Natural language region descriptions:
==================================================

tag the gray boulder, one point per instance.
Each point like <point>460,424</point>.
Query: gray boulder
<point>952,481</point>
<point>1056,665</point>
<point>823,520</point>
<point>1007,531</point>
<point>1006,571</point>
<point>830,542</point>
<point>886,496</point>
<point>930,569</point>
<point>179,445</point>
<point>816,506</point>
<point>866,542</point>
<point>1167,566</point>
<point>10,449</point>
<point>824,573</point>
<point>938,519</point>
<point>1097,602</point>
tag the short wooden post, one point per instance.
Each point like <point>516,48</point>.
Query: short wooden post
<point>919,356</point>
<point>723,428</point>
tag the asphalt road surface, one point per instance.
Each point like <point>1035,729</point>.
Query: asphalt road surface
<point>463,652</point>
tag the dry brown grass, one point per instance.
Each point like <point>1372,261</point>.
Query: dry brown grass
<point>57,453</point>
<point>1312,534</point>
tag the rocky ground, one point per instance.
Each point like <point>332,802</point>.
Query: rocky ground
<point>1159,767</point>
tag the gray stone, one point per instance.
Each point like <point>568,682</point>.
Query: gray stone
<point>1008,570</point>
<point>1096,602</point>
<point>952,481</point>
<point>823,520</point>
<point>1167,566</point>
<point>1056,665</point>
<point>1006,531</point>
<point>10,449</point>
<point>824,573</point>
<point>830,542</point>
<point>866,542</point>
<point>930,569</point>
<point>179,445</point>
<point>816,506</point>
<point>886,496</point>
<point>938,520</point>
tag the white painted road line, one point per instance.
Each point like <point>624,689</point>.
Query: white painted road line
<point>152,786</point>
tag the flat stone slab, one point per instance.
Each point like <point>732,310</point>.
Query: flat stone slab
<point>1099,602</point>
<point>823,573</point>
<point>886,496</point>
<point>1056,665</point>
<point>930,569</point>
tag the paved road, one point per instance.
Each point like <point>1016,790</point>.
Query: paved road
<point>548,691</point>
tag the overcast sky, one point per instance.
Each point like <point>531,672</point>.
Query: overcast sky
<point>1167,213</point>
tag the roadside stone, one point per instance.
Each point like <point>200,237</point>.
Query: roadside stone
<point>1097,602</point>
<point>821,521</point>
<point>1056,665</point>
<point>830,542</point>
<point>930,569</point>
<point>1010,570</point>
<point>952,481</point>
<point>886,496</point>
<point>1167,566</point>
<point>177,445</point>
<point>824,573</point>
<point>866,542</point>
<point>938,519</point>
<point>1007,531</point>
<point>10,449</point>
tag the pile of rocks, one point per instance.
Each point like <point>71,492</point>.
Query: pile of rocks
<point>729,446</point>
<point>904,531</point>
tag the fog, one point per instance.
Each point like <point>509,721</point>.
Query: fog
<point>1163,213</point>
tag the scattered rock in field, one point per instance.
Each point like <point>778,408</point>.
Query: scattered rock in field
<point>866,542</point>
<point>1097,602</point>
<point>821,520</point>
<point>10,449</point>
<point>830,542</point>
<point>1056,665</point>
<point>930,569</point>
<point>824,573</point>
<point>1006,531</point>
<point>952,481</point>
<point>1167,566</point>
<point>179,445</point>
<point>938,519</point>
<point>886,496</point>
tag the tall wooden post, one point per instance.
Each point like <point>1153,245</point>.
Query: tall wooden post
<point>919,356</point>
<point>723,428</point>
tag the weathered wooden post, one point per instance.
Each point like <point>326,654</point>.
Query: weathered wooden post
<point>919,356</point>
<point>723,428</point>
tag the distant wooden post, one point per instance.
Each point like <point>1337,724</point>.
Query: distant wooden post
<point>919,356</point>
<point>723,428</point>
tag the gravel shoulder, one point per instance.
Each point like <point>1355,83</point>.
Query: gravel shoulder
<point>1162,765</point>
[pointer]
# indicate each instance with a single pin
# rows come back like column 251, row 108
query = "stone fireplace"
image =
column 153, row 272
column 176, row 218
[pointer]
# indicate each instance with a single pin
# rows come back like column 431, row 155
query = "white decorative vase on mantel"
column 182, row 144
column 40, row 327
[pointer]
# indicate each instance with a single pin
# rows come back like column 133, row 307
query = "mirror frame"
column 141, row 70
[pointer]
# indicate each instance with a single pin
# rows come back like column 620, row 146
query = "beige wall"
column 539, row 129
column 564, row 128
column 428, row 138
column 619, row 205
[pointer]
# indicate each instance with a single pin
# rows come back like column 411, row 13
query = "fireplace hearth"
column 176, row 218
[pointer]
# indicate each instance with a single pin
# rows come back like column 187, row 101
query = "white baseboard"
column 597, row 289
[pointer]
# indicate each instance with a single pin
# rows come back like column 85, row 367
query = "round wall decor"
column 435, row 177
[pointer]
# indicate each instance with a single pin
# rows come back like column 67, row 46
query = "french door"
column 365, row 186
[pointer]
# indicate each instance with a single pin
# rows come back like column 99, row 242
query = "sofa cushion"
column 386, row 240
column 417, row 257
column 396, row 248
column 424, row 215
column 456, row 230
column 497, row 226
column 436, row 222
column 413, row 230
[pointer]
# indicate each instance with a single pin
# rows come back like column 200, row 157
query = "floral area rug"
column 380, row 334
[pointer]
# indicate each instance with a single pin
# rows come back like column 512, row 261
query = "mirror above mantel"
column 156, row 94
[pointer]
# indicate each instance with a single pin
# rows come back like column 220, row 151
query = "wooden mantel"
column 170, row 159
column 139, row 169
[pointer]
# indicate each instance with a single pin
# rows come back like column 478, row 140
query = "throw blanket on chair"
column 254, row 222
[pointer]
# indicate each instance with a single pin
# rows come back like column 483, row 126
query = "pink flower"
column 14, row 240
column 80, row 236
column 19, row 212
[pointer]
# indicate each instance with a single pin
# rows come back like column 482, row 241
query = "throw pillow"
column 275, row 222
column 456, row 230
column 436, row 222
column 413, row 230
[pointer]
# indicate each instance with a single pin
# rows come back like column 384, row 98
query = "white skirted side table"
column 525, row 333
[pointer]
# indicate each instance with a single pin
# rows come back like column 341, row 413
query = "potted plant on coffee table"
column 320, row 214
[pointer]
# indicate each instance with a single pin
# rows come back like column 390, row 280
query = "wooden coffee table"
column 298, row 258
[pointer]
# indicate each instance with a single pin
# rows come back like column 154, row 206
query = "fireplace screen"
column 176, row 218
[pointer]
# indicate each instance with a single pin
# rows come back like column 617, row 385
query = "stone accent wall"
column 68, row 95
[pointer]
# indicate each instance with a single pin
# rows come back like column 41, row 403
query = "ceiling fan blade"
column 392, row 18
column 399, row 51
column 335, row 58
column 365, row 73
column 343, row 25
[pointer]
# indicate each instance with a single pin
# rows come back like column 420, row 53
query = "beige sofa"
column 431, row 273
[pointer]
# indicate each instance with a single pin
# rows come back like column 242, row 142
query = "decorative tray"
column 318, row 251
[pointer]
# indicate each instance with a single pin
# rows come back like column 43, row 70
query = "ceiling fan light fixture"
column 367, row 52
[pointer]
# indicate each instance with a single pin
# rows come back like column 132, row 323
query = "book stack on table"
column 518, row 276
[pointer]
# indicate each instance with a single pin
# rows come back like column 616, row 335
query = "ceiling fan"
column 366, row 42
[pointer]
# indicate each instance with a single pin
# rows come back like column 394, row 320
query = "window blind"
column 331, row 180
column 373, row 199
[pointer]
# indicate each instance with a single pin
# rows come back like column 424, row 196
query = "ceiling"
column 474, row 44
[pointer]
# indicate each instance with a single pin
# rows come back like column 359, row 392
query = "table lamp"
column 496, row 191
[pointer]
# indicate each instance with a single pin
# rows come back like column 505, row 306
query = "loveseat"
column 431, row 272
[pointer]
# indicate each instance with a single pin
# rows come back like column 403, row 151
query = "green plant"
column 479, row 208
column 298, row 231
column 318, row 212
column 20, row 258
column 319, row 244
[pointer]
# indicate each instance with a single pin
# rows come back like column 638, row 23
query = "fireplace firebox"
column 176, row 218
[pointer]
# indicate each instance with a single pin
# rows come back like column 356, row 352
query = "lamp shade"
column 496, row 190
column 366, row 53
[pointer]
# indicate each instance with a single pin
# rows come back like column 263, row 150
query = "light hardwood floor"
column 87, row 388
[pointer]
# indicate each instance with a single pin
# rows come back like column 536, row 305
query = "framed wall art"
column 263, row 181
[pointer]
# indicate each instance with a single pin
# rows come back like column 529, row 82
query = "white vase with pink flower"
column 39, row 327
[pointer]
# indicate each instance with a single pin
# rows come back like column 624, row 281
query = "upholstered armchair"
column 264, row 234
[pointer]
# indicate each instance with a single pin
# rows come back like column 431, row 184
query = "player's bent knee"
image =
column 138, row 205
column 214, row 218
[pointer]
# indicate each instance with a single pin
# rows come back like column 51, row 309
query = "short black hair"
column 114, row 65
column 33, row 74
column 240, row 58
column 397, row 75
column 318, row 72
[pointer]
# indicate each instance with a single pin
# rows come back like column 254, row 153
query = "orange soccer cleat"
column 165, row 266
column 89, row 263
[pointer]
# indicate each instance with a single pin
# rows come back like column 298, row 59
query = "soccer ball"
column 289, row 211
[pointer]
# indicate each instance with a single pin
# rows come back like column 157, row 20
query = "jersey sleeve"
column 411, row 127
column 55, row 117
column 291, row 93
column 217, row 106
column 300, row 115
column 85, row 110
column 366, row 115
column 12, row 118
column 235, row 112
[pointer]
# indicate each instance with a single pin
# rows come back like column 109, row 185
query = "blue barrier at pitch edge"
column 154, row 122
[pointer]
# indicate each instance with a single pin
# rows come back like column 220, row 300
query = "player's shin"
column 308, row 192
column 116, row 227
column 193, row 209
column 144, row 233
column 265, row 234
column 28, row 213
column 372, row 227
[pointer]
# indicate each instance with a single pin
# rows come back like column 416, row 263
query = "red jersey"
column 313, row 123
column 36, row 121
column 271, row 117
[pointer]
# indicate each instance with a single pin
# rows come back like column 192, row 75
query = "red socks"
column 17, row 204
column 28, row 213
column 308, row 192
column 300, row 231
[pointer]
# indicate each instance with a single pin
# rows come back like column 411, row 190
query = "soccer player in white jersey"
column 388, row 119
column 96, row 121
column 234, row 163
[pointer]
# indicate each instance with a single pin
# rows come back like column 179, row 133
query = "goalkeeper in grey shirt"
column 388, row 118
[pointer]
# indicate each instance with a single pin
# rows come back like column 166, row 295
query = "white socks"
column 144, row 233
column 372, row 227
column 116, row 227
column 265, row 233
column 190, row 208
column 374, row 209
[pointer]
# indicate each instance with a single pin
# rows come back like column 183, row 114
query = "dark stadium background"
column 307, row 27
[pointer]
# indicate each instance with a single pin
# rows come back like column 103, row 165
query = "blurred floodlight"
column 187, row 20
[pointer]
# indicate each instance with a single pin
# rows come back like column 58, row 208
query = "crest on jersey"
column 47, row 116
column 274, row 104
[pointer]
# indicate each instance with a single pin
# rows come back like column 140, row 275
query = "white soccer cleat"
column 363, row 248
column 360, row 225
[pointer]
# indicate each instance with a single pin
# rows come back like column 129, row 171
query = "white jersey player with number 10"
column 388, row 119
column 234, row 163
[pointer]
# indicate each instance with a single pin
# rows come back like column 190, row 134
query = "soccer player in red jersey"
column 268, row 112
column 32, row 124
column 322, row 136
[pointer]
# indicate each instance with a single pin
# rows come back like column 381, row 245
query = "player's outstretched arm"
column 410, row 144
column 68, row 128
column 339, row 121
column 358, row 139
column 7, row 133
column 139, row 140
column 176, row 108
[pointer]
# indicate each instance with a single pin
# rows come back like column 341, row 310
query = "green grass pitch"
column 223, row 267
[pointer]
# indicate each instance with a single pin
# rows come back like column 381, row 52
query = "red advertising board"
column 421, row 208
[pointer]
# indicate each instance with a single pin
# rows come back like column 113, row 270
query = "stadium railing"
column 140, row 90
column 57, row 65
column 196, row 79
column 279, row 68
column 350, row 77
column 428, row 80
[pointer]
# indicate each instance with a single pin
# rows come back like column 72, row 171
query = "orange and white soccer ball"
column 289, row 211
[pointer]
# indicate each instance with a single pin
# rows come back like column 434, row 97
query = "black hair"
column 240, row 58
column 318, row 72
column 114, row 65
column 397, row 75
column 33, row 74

==================================================

◆ EXERCISE REQUIREMENTS
Above are records; repeat only the lines starting at the line with "Each point like <point>1016,790</point>." and ending at the line with "tag the pile", exactly as they appear, both included.

◆ TASK RESPONSE
Each point like <point>1016,790</point>.
Query: paved road
<point>548,691</point>
tag the overcast sky, one point per instance.
Each point like <point>531,672</point>.
Query: overcast sky
<point>1167,213</point>
tag the roadside stone, one point per instance.
Each point like <point>200,237</point>.
Query: roadside stone
<point>1097,602</point>
<point>821,521</point>
<point>1056,665</point>
<point>830,542</point>
<point>930,569</point>
<point>1010,570</point>
<point>952,481</point>
<point>886,496</point>
<point>1167,566</point>
<point>177,445</point>
<point>824,573</point>
<point>866,542</point>
<point>938,519</point>
<point>1007,531</point>
<point>10,449</point>
tag the pile of rocks, one point per instance.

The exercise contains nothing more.